> [Stated task]: Could you write out this listing again with "in the frame" swapped for "in the image" throughout, keeping everything else the same and leaving the pictures out?

(Image annotation data)
+ + + +

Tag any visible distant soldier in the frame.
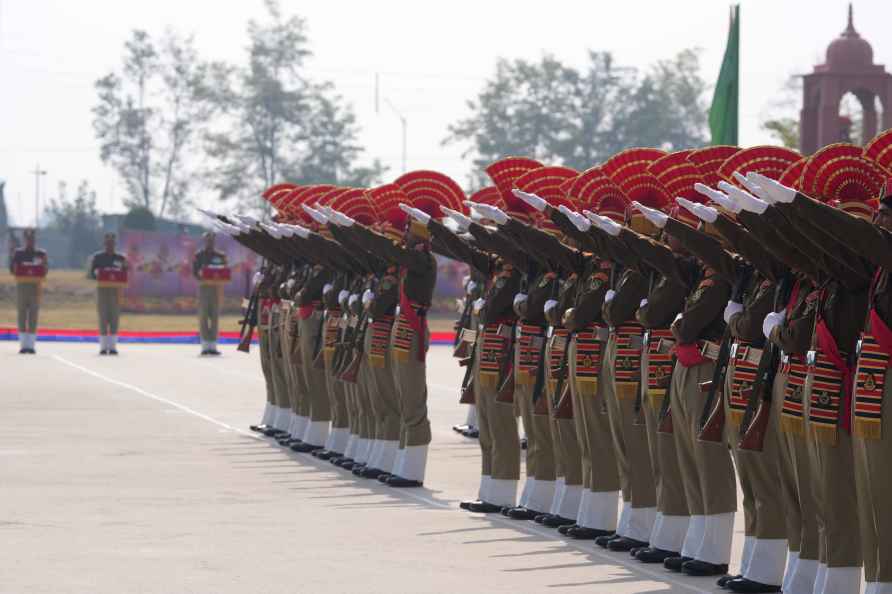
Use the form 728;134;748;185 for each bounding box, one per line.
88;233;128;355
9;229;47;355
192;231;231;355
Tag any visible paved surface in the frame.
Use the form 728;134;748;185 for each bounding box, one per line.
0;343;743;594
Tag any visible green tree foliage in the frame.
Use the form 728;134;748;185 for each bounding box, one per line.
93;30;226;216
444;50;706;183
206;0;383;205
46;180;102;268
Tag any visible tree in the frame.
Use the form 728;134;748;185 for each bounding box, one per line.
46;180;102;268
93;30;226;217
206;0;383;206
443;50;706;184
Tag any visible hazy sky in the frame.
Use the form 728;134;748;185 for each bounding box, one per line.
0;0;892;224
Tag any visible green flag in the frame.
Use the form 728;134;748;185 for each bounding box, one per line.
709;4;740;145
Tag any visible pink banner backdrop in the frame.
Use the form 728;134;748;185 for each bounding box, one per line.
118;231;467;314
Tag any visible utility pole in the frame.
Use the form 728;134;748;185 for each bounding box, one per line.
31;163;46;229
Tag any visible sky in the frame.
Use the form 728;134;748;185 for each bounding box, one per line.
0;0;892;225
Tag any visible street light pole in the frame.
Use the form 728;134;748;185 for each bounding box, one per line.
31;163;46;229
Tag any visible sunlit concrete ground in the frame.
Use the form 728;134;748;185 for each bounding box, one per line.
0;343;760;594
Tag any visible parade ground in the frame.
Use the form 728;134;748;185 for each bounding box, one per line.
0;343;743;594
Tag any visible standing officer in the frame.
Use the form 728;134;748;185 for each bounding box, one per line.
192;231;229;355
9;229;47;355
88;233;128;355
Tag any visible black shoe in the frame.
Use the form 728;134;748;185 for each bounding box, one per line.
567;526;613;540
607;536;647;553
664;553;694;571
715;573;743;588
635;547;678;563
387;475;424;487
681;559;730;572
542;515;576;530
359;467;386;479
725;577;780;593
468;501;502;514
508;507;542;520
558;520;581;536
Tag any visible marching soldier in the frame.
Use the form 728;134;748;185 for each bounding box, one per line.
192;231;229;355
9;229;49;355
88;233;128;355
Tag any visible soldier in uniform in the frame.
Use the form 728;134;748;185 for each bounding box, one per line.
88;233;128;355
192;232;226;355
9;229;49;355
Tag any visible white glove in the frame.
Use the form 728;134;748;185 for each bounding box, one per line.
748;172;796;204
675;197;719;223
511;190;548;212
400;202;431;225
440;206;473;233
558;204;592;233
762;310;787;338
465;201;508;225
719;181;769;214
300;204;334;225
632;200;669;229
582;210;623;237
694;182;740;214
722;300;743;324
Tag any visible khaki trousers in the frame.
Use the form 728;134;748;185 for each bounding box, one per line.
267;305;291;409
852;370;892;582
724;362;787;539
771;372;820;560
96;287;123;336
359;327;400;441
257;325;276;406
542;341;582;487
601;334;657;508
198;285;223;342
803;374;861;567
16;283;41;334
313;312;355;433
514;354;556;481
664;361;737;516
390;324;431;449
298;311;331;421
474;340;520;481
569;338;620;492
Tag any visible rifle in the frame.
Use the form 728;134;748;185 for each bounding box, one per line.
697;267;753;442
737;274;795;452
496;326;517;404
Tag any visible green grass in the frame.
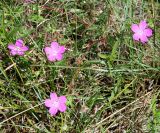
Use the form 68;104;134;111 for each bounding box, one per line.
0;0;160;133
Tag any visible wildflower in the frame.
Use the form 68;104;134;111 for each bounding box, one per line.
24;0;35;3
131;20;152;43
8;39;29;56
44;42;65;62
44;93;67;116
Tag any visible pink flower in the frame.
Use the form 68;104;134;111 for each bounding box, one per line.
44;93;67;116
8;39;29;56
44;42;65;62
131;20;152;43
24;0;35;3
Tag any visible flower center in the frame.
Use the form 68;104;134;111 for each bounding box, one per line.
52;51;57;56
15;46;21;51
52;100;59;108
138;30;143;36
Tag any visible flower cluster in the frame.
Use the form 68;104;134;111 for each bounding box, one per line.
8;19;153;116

+ + + +

> [Task solution]:
Tag any visible distant soldier in the image.
Use the form 728;134;748;185 for each bounding box, one per line.
88;233;128;355
9;229;47;355
192;231;231;355
Tag any visible paved surface in the image.
Use the form 728;134;748;185 for each bounding box, one per line.
0;343;743;594
Tag any visible green tree foliage in the image.
Use the form 728;134;748;185 for each bounding box, one per line.
93;30;226;216
444;50;706;183
206;0;383;205
46;180;102;268
Tag any visible tree in the image.
Use the form 728;134;748;185 for each bounding box, one per line.
46;180;102;268
93;30;226;217
206;0;383;206
443;50;706;184
Tag any visible hazy sky in the image.
Use the form 728;134;748;185 for each bounding box, one per line.
0;0;892;224
Tag any visible green flag in the image.
Use the form 728;134;748;185 for each bounding box, one per line.
709;4;740;145
Tag any visible pink banner backdrop in the image.
Use the form 728;134;748;185 for each bounding box, one per line.
118;231;467;314
Tag any visible utility pole in the image.
Use the form 728;134;748;185 for each bounding box, one per line.
31;163;46;229
Tag any visible sky in the image.
Use the form 728;134;748;185 for each bounding box, one per line.
0;0;892;225
Tag any visible street light pole in the image.
Use the form 728;134;748;185 for each bounding box, one per line.
31;163;46;229
Tag any visible sunlit concrete ground in the image.
Use the form 728;134;748;185 for each bounding box, one per line.
0;343;760;594
Tag any visible parade ground in the image.
Use the form 728;134;748;185 for each bounding box, one per line.
0;343;743;594
Tag any visible standing officer in the image.
Use the form 728;134;748;185 for each bounding box, one per line.
192;231;229;355
9;229;47;355
88;233;128;355
Tag any visible black shoe in the image.
Use the form 728;134;748;185 for each bounding box, one per line.
567;526;613;540
607;536;647;553
664;553;694;571
715;573;743;588
635;547;678;563
387;475;424;487
681;559;730;572
542;515;576;530
359;467;386;479
725;577;780;593
468;501;502;514
508;507;542;520
558;520;581;536
Tag any visible marching soldier in the image.
Use the form 728;134;748;185 for each bounding box, one per line.
192;231;229;355
9;229;49;355
88;233;128;355
Tag any visible soldier in uniform in the image.
Use the form 728;134;748;185 for each bounding box, one per line.
88;233;128;355
192;232;226;355
9;229;49;355
Tag any visible white glove in the image.
Use the form 728;134;748;185 for each bounding box, one per line.
748;172;796;204
675;197;719;223
511;190;548;212
400;202;431;225
440;206;473;233
558;204;592;233
762;310;787;338
465;201;508;225
719;181;769;214
300;204;334;225
632;200;669;229
582;210;623;237
694;182;740;214
722;300;743;324
Tag any visible khaki trousers in the image.
Use the form 728;134;748;185 for each bounding box, one per line.
267;305;291;409
852;370;892;582
724;362;787;539
771;372;820;560
96;287;123;336
359;327;400;441
257;325;276;406
542;341;582;487
601;334;657;508
198;285;223;342
803;374;861;567
16;283;41;334
313;312;355;433
514;354;556;481
664;361;737;516
390;324;431;449
298;311;331;421
474;340;520;481
569;338;620;492
Tag any visible rifle in the image.
Use the form 728;134;748;185 for each bounding box, one per line.
697;267;753;442
737;274;795;452
496;326;517;404
Tag any visible green grass in the image.
Use the form 68;104;134;111 for each bounding box, one per line.
0;0;160;133
Tag any visible wildflower in the image.
Use the form 68;104;134;111 for each bounding box, one per line.
24;0;35;3
131;20;152;43
8;39;29;56
44;42;65;62
44;93;67;116
Tag any visible pink flower in the image.
Use the form 68;104;134;111 for each bounding box, one per line.
44;93;67;116
8;39;29;56
44;42;65;62
131;20;152;43
24;0;35;3
Tag any visible flower center in the image.
Use the form 68;104;134;111 for each bounding box, one per line.
52;51;57;56
15;46;21;51
52;100;59;108
138;30;143;36
Tag any visible flower cluster in the image.
Use the form 68;104;134;111 for each bounding box, one per line.
8;19;153;116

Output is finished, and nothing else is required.